--- START OF Provided material ---

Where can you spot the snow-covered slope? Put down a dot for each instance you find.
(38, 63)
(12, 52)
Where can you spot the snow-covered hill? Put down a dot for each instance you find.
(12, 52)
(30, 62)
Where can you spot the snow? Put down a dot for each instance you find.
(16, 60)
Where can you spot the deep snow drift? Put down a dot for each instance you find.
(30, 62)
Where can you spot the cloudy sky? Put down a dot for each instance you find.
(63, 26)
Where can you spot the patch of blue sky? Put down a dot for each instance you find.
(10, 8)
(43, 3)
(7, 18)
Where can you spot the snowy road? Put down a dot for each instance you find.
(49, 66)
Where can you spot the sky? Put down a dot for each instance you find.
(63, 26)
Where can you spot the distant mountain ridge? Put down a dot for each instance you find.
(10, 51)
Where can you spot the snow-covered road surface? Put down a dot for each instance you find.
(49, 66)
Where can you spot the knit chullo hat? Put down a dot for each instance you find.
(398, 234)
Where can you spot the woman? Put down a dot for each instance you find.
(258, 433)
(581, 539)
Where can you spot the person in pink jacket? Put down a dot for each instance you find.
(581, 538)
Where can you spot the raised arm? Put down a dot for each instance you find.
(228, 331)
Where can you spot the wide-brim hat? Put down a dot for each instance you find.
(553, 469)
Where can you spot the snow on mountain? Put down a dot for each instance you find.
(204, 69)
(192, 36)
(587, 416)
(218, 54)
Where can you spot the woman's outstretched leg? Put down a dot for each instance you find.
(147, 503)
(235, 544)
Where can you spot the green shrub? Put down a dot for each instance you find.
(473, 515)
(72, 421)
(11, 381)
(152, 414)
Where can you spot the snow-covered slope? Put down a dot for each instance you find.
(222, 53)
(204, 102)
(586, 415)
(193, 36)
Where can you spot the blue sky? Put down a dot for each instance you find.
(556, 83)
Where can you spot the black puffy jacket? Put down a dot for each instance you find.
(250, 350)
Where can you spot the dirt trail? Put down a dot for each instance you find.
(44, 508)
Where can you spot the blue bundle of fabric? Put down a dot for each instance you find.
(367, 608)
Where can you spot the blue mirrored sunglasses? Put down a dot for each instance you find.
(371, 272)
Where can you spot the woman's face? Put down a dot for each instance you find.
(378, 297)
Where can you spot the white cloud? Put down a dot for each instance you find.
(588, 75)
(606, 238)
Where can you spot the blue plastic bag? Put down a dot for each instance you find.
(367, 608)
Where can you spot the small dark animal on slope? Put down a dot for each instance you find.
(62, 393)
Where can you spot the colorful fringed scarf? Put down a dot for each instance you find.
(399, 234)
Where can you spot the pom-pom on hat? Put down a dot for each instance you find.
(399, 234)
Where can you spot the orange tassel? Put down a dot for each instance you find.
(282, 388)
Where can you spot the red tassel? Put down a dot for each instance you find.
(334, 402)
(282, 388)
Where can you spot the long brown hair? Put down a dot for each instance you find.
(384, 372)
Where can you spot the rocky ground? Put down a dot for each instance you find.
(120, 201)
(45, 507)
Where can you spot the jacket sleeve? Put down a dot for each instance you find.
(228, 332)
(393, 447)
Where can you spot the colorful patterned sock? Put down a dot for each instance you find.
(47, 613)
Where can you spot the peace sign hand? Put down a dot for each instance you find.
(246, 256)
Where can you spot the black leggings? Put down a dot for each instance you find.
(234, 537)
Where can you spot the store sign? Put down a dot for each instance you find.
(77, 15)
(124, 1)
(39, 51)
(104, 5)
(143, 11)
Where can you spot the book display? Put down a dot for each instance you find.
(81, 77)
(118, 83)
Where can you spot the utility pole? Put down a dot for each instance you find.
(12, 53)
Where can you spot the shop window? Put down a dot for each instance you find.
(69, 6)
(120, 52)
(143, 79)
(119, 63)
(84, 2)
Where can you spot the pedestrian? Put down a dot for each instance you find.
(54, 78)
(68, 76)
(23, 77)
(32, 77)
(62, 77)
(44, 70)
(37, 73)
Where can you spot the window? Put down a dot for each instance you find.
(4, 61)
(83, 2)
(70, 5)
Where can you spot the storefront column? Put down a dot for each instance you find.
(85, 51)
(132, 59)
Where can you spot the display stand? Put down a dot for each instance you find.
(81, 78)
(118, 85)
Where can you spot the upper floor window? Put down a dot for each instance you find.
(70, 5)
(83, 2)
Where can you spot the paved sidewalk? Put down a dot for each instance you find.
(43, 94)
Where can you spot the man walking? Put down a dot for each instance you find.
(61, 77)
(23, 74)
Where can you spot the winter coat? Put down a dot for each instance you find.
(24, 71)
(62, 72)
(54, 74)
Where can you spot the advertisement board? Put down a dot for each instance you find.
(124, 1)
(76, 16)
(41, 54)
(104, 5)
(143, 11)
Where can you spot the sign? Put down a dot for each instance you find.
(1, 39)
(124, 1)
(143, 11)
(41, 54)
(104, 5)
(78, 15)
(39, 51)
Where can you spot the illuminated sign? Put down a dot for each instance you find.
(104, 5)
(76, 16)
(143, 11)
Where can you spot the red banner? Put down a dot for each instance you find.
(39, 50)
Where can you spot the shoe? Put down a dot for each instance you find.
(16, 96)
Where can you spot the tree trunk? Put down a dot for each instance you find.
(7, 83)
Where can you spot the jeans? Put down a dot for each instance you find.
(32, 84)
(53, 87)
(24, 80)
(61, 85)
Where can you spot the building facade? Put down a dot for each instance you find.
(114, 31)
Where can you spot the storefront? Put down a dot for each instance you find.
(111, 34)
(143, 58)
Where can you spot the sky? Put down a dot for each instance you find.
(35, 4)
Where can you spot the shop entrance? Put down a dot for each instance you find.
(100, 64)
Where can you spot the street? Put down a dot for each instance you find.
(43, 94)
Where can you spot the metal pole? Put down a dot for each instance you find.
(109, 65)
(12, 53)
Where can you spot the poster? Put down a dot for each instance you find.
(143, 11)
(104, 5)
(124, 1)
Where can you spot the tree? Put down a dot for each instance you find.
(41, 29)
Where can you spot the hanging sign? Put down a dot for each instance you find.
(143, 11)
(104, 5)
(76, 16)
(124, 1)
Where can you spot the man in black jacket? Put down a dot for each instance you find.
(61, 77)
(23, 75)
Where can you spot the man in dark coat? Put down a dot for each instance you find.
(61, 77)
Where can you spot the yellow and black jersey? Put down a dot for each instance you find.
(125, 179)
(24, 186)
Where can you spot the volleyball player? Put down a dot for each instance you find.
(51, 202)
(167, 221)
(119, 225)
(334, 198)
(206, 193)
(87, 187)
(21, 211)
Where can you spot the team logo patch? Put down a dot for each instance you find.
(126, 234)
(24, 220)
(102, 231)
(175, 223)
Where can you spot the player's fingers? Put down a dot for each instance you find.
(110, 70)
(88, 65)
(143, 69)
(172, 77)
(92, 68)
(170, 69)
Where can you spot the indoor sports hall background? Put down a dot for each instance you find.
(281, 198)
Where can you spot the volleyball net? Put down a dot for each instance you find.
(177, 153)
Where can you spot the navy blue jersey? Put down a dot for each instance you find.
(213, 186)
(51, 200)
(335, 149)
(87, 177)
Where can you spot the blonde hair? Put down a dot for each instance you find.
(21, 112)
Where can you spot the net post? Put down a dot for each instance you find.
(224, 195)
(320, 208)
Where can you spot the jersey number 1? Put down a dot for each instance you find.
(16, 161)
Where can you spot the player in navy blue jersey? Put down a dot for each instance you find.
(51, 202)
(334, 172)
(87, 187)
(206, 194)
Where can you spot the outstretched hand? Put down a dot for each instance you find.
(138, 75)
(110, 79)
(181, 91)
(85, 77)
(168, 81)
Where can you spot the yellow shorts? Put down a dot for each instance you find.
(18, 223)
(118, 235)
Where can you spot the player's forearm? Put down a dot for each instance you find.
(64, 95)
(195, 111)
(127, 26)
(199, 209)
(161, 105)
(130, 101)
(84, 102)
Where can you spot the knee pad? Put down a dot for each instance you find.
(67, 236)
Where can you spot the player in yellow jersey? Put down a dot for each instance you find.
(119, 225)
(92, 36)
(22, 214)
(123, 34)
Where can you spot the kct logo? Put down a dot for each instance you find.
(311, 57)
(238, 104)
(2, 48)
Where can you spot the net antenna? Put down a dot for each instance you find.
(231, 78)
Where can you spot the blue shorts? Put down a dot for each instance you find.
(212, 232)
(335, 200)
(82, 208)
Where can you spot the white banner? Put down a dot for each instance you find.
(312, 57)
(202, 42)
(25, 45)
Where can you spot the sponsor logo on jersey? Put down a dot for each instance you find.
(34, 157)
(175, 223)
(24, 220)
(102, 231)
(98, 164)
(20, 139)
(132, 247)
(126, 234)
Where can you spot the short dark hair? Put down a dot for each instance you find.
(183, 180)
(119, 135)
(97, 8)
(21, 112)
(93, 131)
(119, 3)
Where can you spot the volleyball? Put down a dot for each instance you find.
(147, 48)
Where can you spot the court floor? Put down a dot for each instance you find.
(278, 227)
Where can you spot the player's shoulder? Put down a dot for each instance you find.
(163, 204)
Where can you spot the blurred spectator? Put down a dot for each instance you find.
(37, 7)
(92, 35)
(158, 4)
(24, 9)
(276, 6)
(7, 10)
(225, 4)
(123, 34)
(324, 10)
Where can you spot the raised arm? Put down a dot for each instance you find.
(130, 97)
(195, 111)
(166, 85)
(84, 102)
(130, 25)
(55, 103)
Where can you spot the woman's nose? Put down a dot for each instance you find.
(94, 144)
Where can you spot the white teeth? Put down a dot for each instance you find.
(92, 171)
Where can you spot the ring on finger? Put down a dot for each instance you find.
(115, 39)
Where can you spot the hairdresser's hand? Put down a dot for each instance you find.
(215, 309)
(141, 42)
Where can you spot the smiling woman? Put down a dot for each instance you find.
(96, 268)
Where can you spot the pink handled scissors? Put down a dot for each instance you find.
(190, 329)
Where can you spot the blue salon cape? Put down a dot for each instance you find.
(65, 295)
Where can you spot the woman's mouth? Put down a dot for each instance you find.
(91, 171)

--- END OF Provided material ---

What needs to be done>
Could you write out, as a numbered list without blank lines, every line from the one containing "Where can you spot the woman's nose?" through the end of the records?

Expected answer>
1. Where can you spot the woman's nose? Put down a dot for each instance you find.
2. (94, 144)
3. Where can you spot the white teeth? Put down a dot for each instance you find.
4. (92, 171)
5. Where can you spot the ring on finger? Put down a dot for each instance you find.
6. (115, 39)
7. Where can you spot the hairdresser's hand? Put down a dot for each instance you find.
8. (215, 309)
9. (141, 42)
10. Where can you spot the smiling woman? Put down a dot for each instance you find.
11. (96, 268)
12. Where can you spot the pink handled scissors? Put down a dot for each instance you find.
13. (190, 329)
14. Where can you spot the blue salon cape? Put down a dot for each instance you find.
15. (65, 295)
16. Where can you spot the woman's mouth? Put down a dot for each instance you find.
17. (91, 171)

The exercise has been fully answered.